TASK STATEMENT: Lines before the one containing "Locate every tallest dark" are to be left out; that line and every line after it, through the last line below, are to be reproduced exactly.

MATERIAL TO PROCESS section start

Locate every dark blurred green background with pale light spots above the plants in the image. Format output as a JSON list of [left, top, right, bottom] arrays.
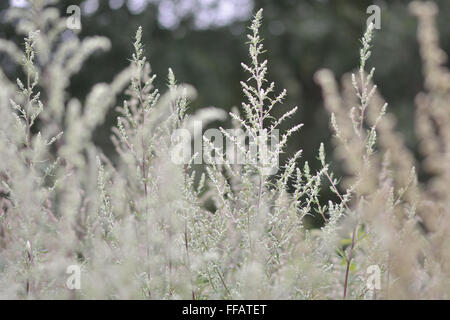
[[0, 0, 450, 186]]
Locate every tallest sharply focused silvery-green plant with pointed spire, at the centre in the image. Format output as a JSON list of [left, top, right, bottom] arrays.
[[190, 10, 334, 298]]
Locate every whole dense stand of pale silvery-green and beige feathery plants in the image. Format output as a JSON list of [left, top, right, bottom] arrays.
[[0, 1, 450, 299]]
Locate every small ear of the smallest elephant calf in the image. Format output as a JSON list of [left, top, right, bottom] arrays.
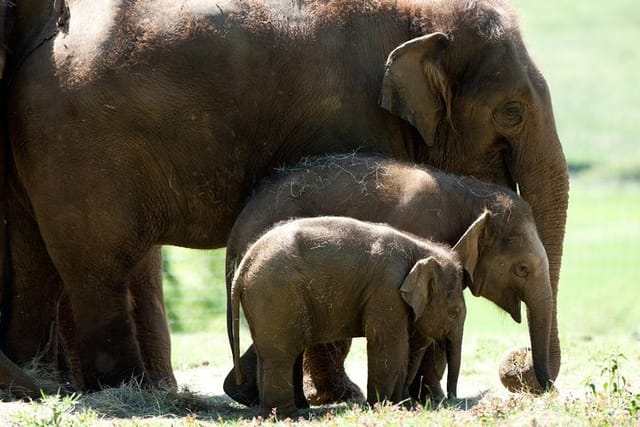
[[400, 257, 440, 320]]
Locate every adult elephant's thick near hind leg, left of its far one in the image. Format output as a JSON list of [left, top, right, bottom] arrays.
[[42, 227, 149, 390]]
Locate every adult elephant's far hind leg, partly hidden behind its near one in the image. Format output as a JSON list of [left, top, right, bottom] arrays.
[[129, 246, 177, 388]]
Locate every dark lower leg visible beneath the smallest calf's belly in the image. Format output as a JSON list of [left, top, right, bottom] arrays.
[[304, 340, 364, 405]]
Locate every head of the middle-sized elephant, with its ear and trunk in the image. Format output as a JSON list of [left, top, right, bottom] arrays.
[[454, 209, 553, 389]]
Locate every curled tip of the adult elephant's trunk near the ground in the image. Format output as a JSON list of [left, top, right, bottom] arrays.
[[499, 347, 543, 394]]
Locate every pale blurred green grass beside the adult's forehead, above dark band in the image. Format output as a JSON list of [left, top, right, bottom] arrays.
[[513, 0, 640, 180]]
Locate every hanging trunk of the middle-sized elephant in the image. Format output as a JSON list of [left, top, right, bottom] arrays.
[[524, 283, 553, 391]]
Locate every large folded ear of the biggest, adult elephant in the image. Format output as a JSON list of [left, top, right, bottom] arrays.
[[380, 33, 451, 146]]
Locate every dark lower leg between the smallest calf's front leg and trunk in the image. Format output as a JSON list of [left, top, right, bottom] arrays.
[[409, 341, 447, 405]]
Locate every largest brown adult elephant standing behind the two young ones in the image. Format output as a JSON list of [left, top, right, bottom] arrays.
[[6, 0, 568, 394]]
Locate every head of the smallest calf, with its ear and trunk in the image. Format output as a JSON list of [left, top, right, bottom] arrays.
[[400, 257, 467, 398]]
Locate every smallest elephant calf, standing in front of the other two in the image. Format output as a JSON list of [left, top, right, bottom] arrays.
[[230, 217, 466, 416]]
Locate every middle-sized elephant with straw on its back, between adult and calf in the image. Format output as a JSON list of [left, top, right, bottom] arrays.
[[224, 154, 552, 404]]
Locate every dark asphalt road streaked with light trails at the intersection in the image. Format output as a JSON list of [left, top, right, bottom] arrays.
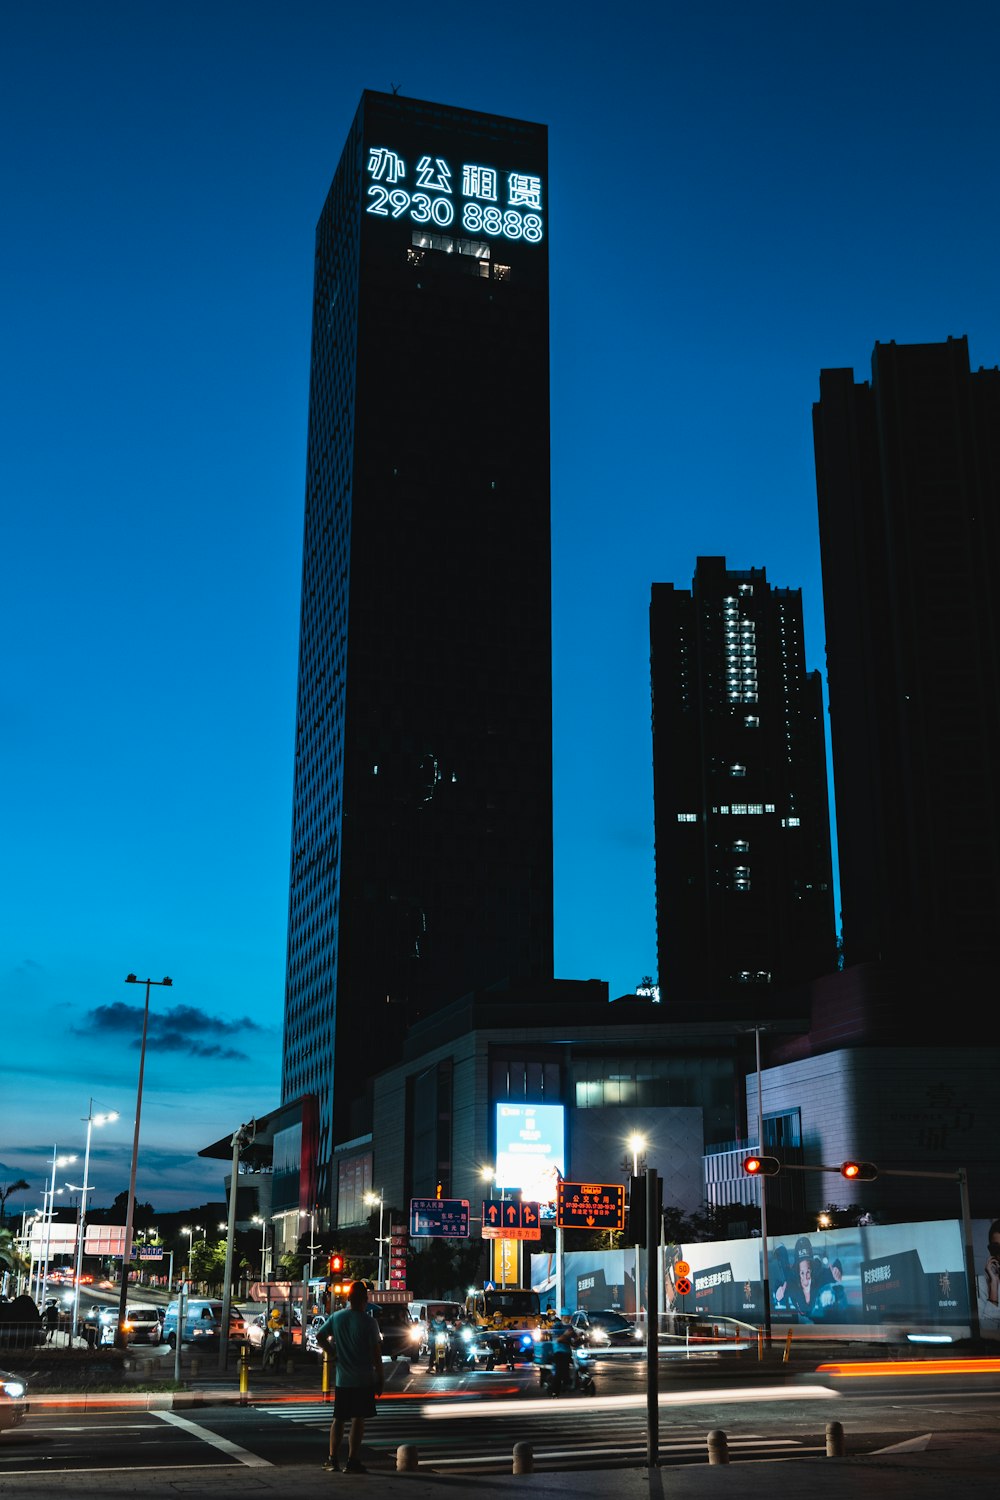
[[7, 1361, 1000, 1493]]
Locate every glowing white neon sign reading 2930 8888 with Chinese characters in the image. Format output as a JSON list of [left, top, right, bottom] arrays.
[[364, 146, 544, 245]]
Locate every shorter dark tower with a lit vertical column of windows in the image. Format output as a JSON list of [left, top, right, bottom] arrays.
[[649, 558, 835, 1019]]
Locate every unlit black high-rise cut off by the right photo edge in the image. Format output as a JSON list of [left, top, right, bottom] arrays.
[[814, 338, 1000, 996]]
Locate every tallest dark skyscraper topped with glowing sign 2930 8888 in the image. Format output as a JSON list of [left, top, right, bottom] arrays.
[[282, 92, 552, 1205]]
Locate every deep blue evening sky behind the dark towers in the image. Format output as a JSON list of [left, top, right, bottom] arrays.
[[0, 0, 1000, 1209]]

MATERIAL TO PROCESS section end

RESPONSE TO THE EXERCISE:
Locate every tallest dark skyscraper topped with glowing sign 2930 8888 in the image. Format output as a JSON list of [left, top, right, bottom] arrays.
[[282, 92, 552, 1205]]
Locate every deep blue evening sky behind the dark towers in the image. Format output as a JSON list of [left, top, right, bottom] arrays.
[[0, 0, 1000, 1209]]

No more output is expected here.